A run of records:
* * * * * * * * *

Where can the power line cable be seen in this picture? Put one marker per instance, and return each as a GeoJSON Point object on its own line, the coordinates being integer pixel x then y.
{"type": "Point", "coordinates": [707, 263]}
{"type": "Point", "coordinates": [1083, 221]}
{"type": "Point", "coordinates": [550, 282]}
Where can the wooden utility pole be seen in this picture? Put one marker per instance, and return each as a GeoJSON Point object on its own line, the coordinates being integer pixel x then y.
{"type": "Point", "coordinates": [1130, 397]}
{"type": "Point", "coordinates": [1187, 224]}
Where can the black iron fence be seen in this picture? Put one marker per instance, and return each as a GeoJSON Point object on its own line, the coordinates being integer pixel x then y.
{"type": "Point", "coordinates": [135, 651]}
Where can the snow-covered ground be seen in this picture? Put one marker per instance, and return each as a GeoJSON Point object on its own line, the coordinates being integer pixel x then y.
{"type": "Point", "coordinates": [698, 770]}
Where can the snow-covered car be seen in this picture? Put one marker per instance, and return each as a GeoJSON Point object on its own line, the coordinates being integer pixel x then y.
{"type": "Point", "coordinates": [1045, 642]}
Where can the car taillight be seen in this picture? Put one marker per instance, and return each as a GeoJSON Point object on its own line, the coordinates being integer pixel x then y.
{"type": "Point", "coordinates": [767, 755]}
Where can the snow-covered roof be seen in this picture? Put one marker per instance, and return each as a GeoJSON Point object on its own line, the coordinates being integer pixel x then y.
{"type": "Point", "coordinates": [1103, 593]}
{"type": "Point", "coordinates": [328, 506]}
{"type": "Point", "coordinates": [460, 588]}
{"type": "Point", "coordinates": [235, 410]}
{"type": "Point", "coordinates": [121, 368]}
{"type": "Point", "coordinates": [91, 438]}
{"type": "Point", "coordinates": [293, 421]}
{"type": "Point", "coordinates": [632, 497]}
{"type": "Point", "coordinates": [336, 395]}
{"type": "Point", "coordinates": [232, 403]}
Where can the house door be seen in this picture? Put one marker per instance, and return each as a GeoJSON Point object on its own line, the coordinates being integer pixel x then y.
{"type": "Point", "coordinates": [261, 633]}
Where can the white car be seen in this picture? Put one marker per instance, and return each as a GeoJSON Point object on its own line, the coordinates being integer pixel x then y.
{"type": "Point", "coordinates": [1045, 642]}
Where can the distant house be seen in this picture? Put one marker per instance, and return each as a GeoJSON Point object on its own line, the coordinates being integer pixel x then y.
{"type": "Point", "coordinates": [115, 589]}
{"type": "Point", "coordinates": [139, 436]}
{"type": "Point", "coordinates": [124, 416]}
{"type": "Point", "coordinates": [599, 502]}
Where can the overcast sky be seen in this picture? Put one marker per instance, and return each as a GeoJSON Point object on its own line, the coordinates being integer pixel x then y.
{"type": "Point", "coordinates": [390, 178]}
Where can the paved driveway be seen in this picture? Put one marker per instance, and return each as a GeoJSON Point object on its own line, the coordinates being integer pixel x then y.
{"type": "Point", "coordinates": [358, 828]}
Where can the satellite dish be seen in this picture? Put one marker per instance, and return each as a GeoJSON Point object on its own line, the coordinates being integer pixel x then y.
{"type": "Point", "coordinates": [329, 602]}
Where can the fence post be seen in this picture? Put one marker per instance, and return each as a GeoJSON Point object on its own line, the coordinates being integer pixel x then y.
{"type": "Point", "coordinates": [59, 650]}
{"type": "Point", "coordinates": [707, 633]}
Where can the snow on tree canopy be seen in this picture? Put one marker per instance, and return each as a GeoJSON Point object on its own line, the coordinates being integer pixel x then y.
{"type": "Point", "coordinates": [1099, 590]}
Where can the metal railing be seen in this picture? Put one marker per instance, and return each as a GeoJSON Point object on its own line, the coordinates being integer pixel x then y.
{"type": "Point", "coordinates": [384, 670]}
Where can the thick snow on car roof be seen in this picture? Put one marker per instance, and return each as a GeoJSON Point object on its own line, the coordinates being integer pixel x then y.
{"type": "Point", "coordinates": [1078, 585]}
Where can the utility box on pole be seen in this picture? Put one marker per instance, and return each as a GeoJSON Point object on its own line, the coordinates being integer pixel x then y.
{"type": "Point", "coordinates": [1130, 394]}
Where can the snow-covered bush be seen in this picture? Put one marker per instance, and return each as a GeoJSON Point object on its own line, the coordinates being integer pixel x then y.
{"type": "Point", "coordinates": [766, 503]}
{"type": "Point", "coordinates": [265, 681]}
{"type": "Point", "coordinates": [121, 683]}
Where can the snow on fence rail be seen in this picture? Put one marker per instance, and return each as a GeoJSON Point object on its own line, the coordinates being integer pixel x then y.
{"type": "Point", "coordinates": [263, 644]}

* * * * * * * * *

Task brief: Write out everything from the line containing "Where can the utility" down to the end of the records, including the requests. Scale each x and y coordinate in the answers by 0.4 and round to whole numbers, with halves going up.

Solution to this task:
Where can the utility box on pole be seen in this picture? Put one marker per instance, and return each as a GeoJSON Point object on its own line, the coordinates being integer pixel x then y.
{"type": "Point", "coordinates": [452, 158]}
Where can the snow-covered bush be seen in this picture? Put one marker per instance, and return each as a GeoJSON Point object on its own line, the coordinates being integer pixel x then y.
{"type": "Point", "coordinates": [306, 201]}
{"type": "Point", "coordinates": [106, 272]}
{"type": "Point", "coordinates": [48, 273]}
Where can the snow on fence rail be seen in this picture? Put one marker per instance, and return each as a GeoJSON Point object on its own line, the coordinates being integer pixel x then y.
{"type": "Point", "coordinates": [105, 258]}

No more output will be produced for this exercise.